Source
○ ○ ○

Nicolas Balmet

Chronique | Souffrez-vous d’agalmatorémaphobie ?

Nicolas Balmet Journaliste

Dans cette chronique, rien n’est en toc. Chaque vérité, cocasse ou sidérante, est décortiquée par un journaliste fouineur et (très) tatillon qui voit la curiosité comme un précieux défaut.    

Ne nous voilons pas la face: nous avons tous et toutes des petites peurs qui dictent notre quotidien. Peur que le réveil ne sonne pas. Peur que des bébêtes à six pattes surgissent de nulle part. Peur de prendre un rendez-vous chez le dentiste. Ou, la pire de toutes: peur d’avoir oublié de programmer l’enregistrement de Koh-Lanta. Pas de panique, c’est juste la preuve que nous sommes des êtres humains doués de sensibilité. Les fameux «héros sans peur et sans reproche», ça n’existe pas. Superman a peur de la kryptonite, Indiana Jones des serpents, et figurez-vous que le valeureux Jules César craignait les… chats – ça reste entre nous, je ne voudrais pas salir sa réputation, ce ne serait pas mérité pour cet homme qui a tant fait pour l’Humanité, à commencer par donner son nom à une délicieuse salade.

○ ○ ○

Entrées fournies
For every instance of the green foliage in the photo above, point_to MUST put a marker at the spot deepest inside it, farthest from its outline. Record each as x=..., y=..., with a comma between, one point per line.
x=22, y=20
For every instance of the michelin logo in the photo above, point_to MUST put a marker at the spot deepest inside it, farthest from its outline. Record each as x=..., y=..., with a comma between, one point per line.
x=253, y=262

○ ○ ○

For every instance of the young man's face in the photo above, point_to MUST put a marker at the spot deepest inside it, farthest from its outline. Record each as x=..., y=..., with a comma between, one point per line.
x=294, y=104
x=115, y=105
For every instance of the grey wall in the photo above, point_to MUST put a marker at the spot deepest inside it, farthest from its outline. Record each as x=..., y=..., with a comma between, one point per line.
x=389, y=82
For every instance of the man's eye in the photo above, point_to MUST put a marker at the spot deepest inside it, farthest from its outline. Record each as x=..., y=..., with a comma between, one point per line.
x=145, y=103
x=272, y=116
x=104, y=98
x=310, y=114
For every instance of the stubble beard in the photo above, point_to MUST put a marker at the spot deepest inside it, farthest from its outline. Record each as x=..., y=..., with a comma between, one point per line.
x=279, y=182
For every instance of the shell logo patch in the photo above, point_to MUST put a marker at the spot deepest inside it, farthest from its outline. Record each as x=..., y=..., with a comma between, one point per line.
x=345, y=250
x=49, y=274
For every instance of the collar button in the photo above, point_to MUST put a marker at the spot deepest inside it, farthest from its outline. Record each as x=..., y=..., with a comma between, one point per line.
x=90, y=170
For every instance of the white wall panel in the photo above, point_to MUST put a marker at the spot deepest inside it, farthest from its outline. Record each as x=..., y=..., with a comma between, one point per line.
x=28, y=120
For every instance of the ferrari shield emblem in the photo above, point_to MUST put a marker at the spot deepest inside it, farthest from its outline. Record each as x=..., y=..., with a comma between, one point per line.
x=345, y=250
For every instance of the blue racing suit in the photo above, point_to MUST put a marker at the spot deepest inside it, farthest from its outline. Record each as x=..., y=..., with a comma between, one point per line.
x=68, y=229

○ ○ ○

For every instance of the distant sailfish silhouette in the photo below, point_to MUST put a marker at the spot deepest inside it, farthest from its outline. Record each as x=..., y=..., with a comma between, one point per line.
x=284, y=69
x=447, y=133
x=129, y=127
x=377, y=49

○ ○ ○

Travail à réaliser
Pouvez-vous donner la suite de la chronique sur nos petites peurs en reprenant juste après sa dernière phrase ?

Résultat
Mais vous me voyez venir, puisque vous avez lu attentivement l’intitulé de cette chronique. Dès aujourd’hui, et pour le restant de votre vie, vous n’avez d’autre choix que d’arrêter de vous plaindre de toutes vos modestes craintes. Car vous savez désormais qu’il existe bien plus invivable: les gens qui ont peur de voir les statues se mettre à bouger. En ce qui me concerne, quand j’ai découvert l’existence de cette phobie, mon premier réflexe a été de rigoler à gorge déployée – j’ai toujours adoré cette expression magnifiquement gore. Puis je me suis mis à imaginer le quotidien des personnes qui en souffrent, et là, mon éducation catholique a soudainement fait taire mes gloussements.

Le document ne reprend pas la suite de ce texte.